## Exercise instructions:
Gather every line of the rows below that contains the string "surface", and copy each one out in full. Case counts.

* begin *

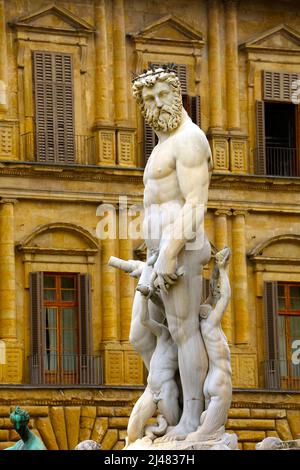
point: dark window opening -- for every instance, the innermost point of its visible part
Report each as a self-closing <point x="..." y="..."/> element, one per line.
<point x="281" y="139"/>
<point x="282" y="327"/>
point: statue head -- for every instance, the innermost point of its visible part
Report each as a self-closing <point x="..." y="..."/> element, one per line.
<point x="19" y="418"/>
<point x="158" y="93"/>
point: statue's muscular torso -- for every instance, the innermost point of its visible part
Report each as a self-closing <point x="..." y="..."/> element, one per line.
<point x="163" y="197"/>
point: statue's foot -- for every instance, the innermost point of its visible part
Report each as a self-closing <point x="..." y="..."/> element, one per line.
<point x="177" y="433"/>
<point x="200" y="436"/>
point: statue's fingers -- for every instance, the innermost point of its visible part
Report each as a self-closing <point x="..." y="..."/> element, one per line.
<point x="152" y="280"/>
<point x="161" y="283"/>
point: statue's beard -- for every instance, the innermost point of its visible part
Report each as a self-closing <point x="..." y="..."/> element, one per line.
<point x="165" y="119"/>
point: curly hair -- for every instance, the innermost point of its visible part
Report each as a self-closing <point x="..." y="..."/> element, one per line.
<point x="19" y="415"/>
<point x="149" y="79"/>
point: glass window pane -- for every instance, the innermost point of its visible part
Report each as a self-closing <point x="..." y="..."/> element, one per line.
<point x="50" y="340"/>
<point x="68" y="283"/>
<point x="295" y="303"/>
<point x="281" y="290"/>
<point x="69" y="318"/>
<point x="50" y="317"/>
<point x="69" y="341"/>
<point x="50" y="361"/>
<point x="68" y="295"/>
<point x="295" y="335"/>
<point x="49" y="295"/>
<point x="282" y="344"/>
<point x="69" y="362"/>
<point x="49" y="281"/>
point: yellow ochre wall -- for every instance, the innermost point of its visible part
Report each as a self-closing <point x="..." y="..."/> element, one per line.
<point x="48" y="212"/>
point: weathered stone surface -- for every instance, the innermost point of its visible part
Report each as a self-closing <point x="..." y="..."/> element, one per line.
<point x="72" y="416"/>
<point x="57" y="417"/>
<point x="268" y="413"/>
<point x="239" y="413"/>
<point x="126" y="411"/>
<point x="110" y="439"/>
<point x="13" y="436"/>
<point x="249" y="445"/>
<point x="99" y="430"/>
<point x="4" y="435"/>
<point x="293" y="417"/>
<point x="119" y="445"/>
<point x="251" y="424"/>
<point x="119" y="423"/>
<point x="45" y="429"/>
<point x="122" y="435"/>
<point x="4" y="411"/>
<point x="250" y="436"/>
<point x="105" y="411"/>
<point x="283" y="429"/>
<point x="4" y="445"/>
<point x="38" y="411"/>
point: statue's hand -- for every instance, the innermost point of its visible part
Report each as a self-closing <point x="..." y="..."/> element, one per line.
<point x="164" y="272"/>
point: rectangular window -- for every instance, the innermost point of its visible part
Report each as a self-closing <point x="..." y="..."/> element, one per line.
<point x="191" y="104"/>
<point x="278" y="127"/>
<point x="54" y="107"/>
<point x="61" y="339"/>
<point x="60" y="327"/>
<point x="282" y="326"/>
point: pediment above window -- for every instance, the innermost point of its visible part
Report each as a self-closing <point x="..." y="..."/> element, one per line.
<point x="169" y="30"/>
<point x="53" y="19"/>
<point x="281" y="249"/>
<point x="282" y="39"/>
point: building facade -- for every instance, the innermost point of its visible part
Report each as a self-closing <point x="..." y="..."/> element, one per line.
<point x="72" y="142"/>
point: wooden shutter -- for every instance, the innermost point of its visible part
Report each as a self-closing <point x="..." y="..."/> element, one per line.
<point x="277" y="86"/>
<point x="54" y="113"/>
<point x="260" y="155"/>
<point x="36" y="319"/>
<point x="272" y="369"/>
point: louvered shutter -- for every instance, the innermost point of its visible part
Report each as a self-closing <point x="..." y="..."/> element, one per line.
<point x="260" y="139"/>
<point x="150" y="138"/>
<point x="36" y="317"/>
<point x="195" y="109"/>
<point x="54" y="113"/>
<point x="85" y="336"/>
<point x="272" y="369"/>
<point x="277" y="86"/>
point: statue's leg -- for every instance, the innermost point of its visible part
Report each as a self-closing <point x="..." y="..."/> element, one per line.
<point x="182" y="304"/>
<point x="142" y="411"/>
<point x="213" y="424"/>
<point x="140" y="337"/>
<point x="168" y="405"/>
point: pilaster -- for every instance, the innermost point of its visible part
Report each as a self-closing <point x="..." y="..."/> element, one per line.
<point x="3" y="60"/>
<point x="221" y="240"/>
<point x="101" y="73"/>
<point x="240" y="284"/>
<point x="120" y="65"/>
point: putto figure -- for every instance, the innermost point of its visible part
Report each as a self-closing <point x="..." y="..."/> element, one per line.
<point x="28" y="441"/>
<point x="176" y="181"/>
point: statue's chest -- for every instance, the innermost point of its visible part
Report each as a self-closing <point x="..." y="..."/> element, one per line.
<point x="160" y="164"/>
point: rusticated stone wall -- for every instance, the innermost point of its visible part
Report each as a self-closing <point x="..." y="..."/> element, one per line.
<point x="62" y="418"/>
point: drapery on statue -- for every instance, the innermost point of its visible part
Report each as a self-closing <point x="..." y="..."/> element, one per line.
<point x="168" y="296"/>
<point x="28" y="441"/>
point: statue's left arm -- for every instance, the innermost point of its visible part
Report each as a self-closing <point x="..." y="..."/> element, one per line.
<point x="193" y="160"/>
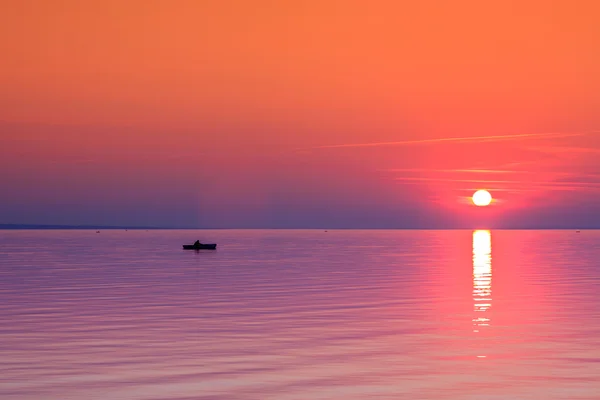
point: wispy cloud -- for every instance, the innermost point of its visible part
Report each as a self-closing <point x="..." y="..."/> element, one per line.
<point x="524" y="136"/>
<point x="450" y="170"/>
<point x="527" y="184"/>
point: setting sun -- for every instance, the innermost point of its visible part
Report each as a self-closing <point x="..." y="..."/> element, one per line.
<point x="482" y="198"/>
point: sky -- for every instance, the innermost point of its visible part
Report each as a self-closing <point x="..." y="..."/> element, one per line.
<point x="300" y="114"/>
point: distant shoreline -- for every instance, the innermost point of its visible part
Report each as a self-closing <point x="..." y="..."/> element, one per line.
<point x="99" y="227"/>
<point x="73" y="227"/>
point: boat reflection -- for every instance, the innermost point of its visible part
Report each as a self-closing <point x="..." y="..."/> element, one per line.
<point x="482" y="278"/>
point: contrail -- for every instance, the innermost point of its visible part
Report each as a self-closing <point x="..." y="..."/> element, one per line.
<point x="457" y="139"/>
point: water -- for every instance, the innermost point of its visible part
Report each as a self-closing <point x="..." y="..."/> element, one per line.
<point x="300" y="315"/>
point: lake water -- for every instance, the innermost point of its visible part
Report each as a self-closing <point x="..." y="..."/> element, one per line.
<point x="276" y="314"/>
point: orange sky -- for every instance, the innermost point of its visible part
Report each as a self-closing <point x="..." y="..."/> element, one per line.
<point x="283" y="109"/>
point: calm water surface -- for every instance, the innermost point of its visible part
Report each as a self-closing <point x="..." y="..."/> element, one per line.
<point x="300" y="315"/>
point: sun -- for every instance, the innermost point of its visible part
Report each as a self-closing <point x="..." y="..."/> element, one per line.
<point x="482" y="198"/>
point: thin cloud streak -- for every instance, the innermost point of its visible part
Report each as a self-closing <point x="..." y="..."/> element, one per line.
<point x="524" y="136"/>
<point x="450" y="170"/>
<point x="485" y="181"/>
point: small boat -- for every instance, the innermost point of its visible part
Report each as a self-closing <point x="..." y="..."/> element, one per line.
<point x="201" y="246"/>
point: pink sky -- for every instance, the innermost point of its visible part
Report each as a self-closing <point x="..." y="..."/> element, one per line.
<point x="330" y="113"/>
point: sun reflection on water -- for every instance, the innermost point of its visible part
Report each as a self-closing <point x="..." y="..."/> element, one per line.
<point x="482" y="278"/>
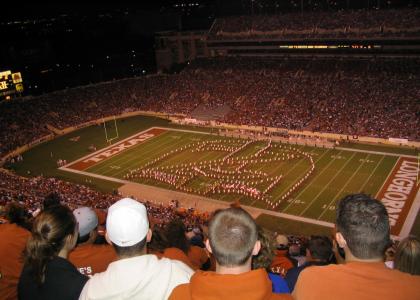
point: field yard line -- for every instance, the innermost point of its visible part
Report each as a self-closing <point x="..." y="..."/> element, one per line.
<point x="95" y="175"/>
<point x="326" y="186"/>
<point x="284" y="175"/>
<point x="319" y="158"/>
<point x="383" y="184"/>
<point x="376" y="152"/>
<point x="184" y="130"/>
<point x="123" y="159"/>
<point x="222" y="203"/>
<point x="126" y="161"/>
<point x="347" y="182"/>
<point x="373" y="172"/>
<point x="110" y="146"/>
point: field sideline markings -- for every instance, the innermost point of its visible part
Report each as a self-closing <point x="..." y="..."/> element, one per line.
<point x="385" y="181"/>
<point x="261" y="210"/>
<point x="110" y="146"/>
<point x="126" y="162"/>
<point x="297" y="179"/>
<point x="344" y="185"/>
<point x="103" y="165"/>
<point x="376" y="152"/>
<point x="371" y="174"/>
<point x="284" y="175"/>
<point x="326" y="185"/>
<point x="316" y="176"/>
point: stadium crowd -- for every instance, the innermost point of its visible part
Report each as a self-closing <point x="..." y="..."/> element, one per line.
<point x="153" y="251"/>
<point x="376" y="98"/>
<point x="340" y="24"/>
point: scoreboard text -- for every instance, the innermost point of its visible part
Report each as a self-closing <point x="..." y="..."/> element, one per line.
<point x="10" y="84"/>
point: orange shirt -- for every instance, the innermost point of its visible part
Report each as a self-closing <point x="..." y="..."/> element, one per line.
<point x="178" y="254"/>
<point x="12" y="242"/>
<point x="252" y="285"/>
<point x="198" y="256"/>
<point x="356" y="280"/>
<point x="90" y="259"/>
<point x="281" y="264"/>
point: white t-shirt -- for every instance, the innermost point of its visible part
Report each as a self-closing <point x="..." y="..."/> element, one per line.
<point x="141" y="277"/>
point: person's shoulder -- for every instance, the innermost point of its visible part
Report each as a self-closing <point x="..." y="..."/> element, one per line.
<point x="182" y="291"/>
<point x="281" y="297"/>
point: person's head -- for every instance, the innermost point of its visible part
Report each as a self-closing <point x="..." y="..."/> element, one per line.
<point x="320" y="248"/>
<point x="175" y="233"/>
<point x="233" y="237"/>
<point x="54" y="233"/>
<point x="127" y="228"/>
<point x="51" y="200"/>
<point x="362" y="227"/>
<point x="282" y="242"/>
<point x="267" y="251"/>
<point x="16" y="213"/>
<point x="88" y="222"/>
<point x="407" y="256"/>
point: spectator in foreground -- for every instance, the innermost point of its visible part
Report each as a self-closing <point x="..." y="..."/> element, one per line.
<point x="264" y="259"/>
<point x="407" y="257"/>
<point x="88" y="257"/>
<point x="13" y="237"/>
<point x="47" y="274"/>
<point x="136" y="274"/>
<point x="233" y="239"/>
<point x="318" y="253"/>
<point x="282" y="262"/>
<point x="363" y="231"/>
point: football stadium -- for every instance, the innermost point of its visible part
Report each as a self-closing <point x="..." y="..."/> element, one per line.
<point x="243" y="141"/>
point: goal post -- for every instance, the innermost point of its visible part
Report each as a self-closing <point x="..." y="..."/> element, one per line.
<point x="113" y="127"/>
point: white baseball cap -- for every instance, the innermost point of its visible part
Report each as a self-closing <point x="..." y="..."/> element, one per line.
<point x="127" y="222"/>
<point x="87" y="219"/>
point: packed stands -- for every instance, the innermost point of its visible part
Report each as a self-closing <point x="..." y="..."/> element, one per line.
<point x="374" y="97"/>
<point x="341" y="24"/>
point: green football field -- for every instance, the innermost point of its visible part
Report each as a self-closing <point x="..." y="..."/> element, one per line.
<point x="336" y="173"/>
<point x="276" y="170"/>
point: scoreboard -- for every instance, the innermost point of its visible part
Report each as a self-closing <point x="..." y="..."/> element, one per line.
<point x="10" y="84"/>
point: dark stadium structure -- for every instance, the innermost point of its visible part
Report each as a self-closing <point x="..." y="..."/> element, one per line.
<point x="283" y="108"/>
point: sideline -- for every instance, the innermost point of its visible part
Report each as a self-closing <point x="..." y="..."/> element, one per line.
<point x="376" y="152"/>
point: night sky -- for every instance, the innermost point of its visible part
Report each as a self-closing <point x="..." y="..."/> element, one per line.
<point x="74" y="43"/>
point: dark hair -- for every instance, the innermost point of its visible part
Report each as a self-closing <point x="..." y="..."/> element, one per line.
<point x="232" y="235"/>
<point x="363" y="222"/>
<point x="267" y="252"/>
<point x="51" y="200"/>
<point x="320" y="248"/>
<point x="49" y="232"/>
<point x="17" y="214"/>
<point x="407" y="256"/>
<point x="130" y="251"/>
<point x="175" y="235"/>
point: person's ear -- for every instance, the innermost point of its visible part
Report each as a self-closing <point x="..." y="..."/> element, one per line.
<point x="71" y="240"/>
<point x="149" y="236"/>
<point x="107" y="239"/>
<point x="257" y="248"/>
<point x="341" y="241"/>
<point x="208" y="247"/>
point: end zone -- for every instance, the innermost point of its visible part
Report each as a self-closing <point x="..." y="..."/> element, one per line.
<point x="103" y="154"/>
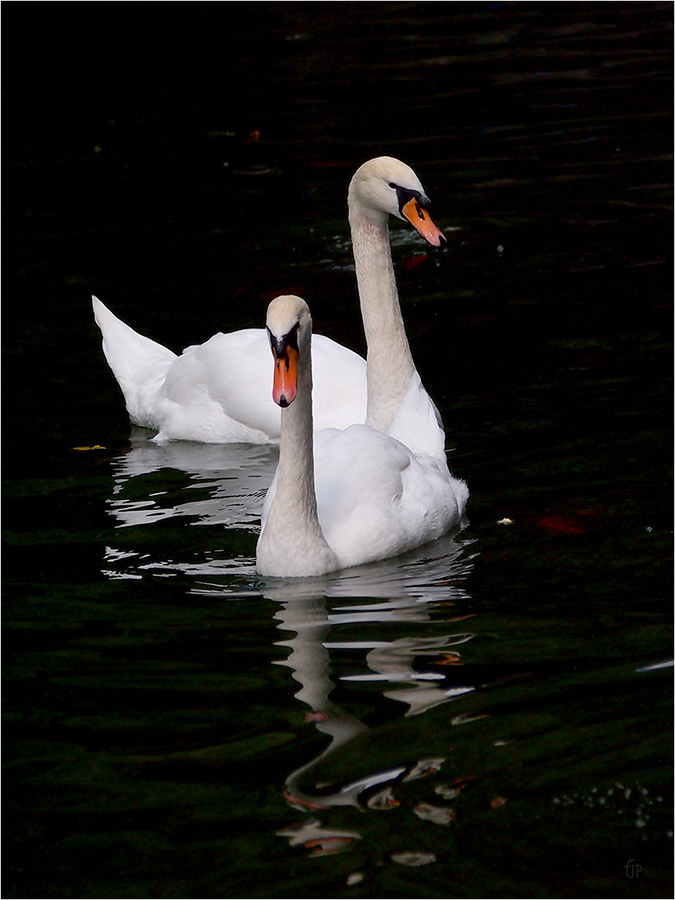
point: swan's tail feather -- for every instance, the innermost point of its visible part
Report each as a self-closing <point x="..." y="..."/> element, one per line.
<point x="138" y="363"/>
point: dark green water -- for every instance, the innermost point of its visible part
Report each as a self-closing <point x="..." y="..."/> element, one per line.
<point x="487" y="717"/>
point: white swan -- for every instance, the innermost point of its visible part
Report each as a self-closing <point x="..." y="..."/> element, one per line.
<point x="218" y="391"/>
<point x="341" y="498"/>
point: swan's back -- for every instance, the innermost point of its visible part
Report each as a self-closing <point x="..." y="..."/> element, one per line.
<point x="376" y="498"/>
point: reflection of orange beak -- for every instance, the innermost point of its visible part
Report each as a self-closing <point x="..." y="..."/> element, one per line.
<point x="285" y="377"/>
<point x="420" y="220"/>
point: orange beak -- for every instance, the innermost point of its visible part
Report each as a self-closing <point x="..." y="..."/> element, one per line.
<point x="285" y="385"/>
<point x="420" y="220"/>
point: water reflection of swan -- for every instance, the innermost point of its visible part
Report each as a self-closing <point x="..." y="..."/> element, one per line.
<point x="391" y="662"/>
<point x="344" y="498"/>
<point x="219" y="391"/>
<point x="227" y="484"/>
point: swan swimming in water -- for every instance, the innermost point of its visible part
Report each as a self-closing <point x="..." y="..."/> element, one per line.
<point x="342" y="498"/>
<point x="218" y="391"/>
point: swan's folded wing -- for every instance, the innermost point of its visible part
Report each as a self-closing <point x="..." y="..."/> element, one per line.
<point x="138" y="363"/>
<point x="417" y="422"/>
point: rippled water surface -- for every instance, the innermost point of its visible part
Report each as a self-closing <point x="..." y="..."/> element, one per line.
<point x="488" y="716"/>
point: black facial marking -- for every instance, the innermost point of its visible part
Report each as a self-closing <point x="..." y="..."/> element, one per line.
<point x="280" y="345"/>
<point x="405" y="195"/>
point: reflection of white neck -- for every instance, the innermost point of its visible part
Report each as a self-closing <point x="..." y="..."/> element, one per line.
<point x="389" y="361"/>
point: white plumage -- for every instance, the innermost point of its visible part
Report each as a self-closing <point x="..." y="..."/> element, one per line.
<point x="343" y="498"/>
<point x="219" y="391"/>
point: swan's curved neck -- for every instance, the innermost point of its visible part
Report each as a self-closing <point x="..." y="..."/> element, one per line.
<point x="389" y="362"/>
<point x="292" y="531"/>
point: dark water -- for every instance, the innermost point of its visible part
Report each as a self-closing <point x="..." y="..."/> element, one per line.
<point x="487" y="717"/>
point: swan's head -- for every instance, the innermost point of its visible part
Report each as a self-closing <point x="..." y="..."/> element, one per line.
<point x="387" y="185"/>
<point x="289" y="326"/>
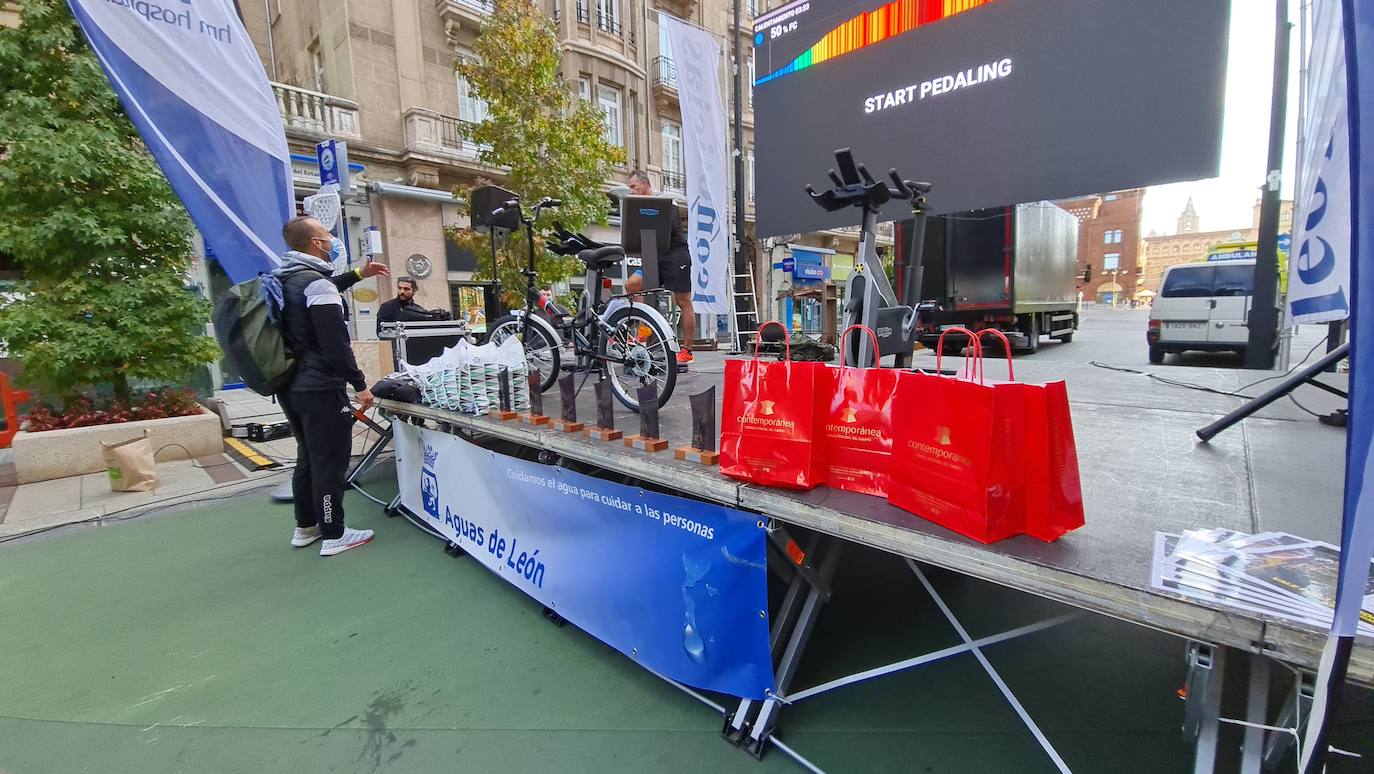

* end *

## Right answer:
point: weathered stone surface -- for every instance, the innermost point of its visible part
point: calm water surface -- for every instance, the innermost point of its visible part
point: rippled water surface -- for every instance, the innermost point of its visible part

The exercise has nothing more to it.